- _Objet de l'exercice_:
D'après le texte source, quel métier Howard Chaykin donne-t-il à Bruce Wayne dans sa version de Batman ?

- _Texte source_:
==================================================
RCF 2019 – Interview Howard Chaykin : Deuxième Partie

Après avoir abordé la vision d’Howard Chaykin sur le comics, et un retour général sur sa carrière passée, on attaque ici sa carrière chez DC Comics, et son émancipation progressive du comics mainstream, marquée par une évolution continue depuis la création d’American Flagg. Entre regard critique sur l’éditeur et expérience passée, voici la fin d’une longue interview passionnante réalisée au Roubaix Comics Festival.


Chez DC Comics, vous avez écrit plusieurs elseworlds durant les années 90, parmi les meilleurs de la gamme. Ceci incluant Batman Dark Allegiances, où Batman lutte contre l’anti-sémitisme à la manière d’un Captain America ou encore Flagg. Pourquoi cette utilisation du personnage ?

Batman, dans ses origines, est un homme riche, qui a eu une mauvaise journée alors qu’il avait 8 ans. Et ça me paraît complètement ridicule. Je voulais en faire un personnage motivé par un contexte socio-culturel. Alors Bruce Wayne est un homme qui s’est construit lui-même, né pour être riche. Un type qui s’est construit une carrière. Il y est dessinateur industriel, parce que pour moi, le travail typique du génie des années 80, était dessinateur industriel. Norman Bel Gheddes, Walter Dorwin Teague, Raymond Loewry, Russel Wright. Russel était un belge, devenu New-Yorkais, qui est devenu designer, après la première guerre mondiale. Ce sont des grands noms du milieu. Mes personnages doivent avoir un travail. Ils doivent travailler pour gagner leur vie. C’est en partie l’idée d’être indépendant. Je veux dire, est-ce que tu as déjà vu des millionnaires faire de bonnes choses pour toi ? Jamais. Ils sont mauvais. Ils se regardent eux même, sans nous considérer. Et ils ont raison, parce qu’ils nous tiennent.
==================================================
- _Items fournis_:

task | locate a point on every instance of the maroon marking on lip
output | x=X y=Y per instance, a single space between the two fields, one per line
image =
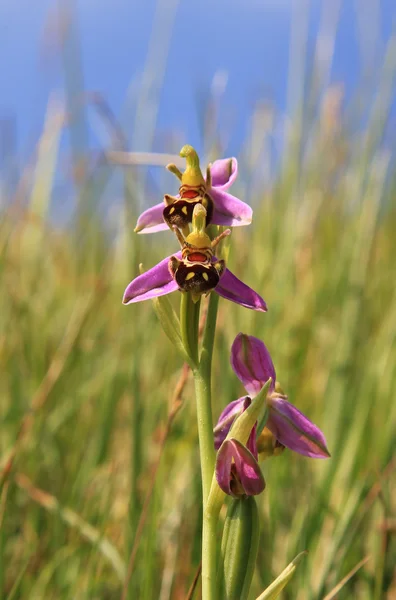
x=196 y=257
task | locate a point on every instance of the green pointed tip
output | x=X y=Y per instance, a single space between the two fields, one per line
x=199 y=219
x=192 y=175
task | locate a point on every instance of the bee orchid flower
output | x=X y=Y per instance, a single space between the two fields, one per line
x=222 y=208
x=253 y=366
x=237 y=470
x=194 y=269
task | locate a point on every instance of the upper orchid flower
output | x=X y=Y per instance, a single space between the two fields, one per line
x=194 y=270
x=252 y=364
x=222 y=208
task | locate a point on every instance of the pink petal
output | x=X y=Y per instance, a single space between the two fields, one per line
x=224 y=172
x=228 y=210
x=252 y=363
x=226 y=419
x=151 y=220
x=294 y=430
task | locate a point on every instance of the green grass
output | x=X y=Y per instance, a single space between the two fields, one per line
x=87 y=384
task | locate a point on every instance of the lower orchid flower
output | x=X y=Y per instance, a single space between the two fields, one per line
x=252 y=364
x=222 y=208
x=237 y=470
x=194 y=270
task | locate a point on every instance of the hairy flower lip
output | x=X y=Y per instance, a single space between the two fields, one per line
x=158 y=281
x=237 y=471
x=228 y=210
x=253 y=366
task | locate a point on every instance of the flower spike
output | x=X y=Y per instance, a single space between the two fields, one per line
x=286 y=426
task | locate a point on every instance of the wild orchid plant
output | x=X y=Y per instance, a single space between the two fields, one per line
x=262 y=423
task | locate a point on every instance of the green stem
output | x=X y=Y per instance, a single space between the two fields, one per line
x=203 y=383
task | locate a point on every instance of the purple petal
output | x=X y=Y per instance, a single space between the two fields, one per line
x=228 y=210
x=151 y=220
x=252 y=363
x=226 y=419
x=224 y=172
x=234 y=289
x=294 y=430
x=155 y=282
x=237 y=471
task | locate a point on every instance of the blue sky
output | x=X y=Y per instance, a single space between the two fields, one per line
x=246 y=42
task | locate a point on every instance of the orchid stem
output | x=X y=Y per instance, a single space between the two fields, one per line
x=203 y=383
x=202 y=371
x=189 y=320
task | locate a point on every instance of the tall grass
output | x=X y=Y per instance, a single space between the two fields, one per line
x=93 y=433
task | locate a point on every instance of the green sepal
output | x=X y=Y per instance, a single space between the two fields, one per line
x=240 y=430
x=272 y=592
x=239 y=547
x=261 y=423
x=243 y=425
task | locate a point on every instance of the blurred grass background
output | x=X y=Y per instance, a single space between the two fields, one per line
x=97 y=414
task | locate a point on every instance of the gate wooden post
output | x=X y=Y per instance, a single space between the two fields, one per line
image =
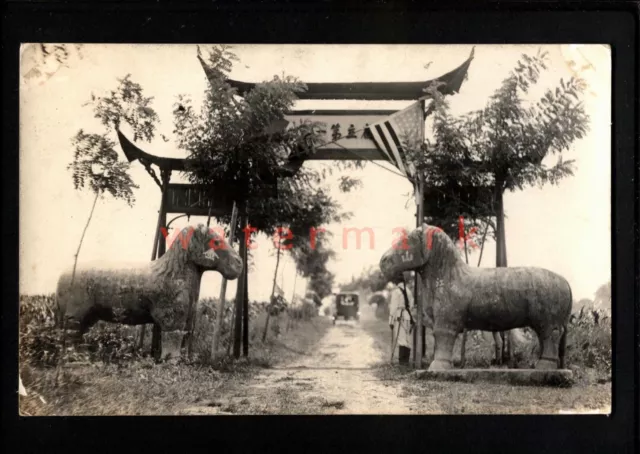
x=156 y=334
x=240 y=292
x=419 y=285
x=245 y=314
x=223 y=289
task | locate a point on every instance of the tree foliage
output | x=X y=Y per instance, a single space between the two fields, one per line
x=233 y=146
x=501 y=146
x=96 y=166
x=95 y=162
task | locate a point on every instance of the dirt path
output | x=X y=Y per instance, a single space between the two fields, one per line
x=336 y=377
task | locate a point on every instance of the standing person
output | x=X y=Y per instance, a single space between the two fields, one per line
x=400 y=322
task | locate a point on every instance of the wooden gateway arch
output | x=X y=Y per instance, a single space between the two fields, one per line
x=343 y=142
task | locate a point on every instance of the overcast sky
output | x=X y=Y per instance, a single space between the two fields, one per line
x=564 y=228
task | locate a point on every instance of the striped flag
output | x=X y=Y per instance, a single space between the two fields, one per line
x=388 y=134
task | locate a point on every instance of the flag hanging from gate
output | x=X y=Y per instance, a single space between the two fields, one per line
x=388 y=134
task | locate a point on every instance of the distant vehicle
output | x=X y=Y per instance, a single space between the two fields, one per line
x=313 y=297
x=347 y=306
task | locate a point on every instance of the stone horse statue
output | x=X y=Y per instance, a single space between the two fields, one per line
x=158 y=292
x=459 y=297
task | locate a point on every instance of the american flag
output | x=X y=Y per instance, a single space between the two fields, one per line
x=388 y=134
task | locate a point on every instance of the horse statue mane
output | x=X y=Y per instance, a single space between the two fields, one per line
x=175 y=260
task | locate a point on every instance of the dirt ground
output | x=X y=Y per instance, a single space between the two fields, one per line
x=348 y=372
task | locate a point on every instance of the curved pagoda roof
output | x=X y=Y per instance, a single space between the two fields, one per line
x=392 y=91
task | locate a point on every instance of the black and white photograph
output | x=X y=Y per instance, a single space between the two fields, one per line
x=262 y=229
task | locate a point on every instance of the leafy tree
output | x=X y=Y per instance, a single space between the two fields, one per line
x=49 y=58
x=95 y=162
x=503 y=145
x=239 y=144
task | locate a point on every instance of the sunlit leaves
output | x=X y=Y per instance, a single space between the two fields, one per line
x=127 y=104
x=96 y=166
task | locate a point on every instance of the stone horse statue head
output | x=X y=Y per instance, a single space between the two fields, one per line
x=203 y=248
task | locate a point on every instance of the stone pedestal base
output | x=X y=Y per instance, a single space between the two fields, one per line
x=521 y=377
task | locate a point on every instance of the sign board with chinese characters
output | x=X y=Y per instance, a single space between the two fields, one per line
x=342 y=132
==================================================
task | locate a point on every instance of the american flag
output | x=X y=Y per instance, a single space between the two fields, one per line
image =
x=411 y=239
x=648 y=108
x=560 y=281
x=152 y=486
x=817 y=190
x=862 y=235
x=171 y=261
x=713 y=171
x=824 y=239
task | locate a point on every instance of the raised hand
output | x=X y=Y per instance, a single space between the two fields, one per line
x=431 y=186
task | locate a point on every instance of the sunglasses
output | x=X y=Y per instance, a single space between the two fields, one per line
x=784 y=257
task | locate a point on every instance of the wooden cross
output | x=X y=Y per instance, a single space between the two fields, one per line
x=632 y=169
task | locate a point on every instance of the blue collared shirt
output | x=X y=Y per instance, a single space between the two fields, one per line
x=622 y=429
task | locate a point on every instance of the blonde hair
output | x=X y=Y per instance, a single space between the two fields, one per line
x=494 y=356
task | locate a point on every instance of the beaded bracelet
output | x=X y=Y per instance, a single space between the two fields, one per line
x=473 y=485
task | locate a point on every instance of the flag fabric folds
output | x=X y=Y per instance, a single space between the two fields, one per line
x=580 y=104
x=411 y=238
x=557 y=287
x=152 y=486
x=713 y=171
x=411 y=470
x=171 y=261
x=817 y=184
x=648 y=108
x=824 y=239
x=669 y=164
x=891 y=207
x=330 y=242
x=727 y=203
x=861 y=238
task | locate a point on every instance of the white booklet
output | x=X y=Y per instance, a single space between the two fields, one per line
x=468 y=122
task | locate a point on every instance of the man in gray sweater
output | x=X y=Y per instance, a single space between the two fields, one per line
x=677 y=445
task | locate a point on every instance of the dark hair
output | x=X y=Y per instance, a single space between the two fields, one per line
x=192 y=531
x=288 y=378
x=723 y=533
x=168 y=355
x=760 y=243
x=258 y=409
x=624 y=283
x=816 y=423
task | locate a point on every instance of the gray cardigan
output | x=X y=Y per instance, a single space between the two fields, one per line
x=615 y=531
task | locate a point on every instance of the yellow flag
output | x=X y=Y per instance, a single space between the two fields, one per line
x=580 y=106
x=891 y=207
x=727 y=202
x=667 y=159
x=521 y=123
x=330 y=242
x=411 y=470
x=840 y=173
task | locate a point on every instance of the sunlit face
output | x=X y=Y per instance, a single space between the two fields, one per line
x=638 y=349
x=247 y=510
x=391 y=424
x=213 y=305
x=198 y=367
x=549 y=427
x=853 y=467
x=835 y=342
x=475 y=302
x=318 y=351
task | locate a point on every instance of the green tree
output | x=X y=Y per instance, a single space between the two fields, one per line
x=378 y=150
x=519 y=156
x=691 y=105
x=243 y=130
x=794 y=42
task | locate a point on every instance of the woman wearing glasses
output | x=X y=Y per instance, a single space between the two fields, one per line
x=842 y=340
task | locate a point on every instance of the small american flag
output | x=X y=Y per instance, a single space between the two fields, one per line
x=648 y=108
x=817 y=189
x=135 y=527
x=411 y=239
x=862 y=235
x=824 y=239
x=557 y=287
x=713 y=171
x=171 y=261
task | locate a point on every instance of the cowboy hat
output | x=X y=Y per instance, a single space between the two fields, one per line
==================================================
- _Résultat attendu_:
Il en fait un dessinateur industriel.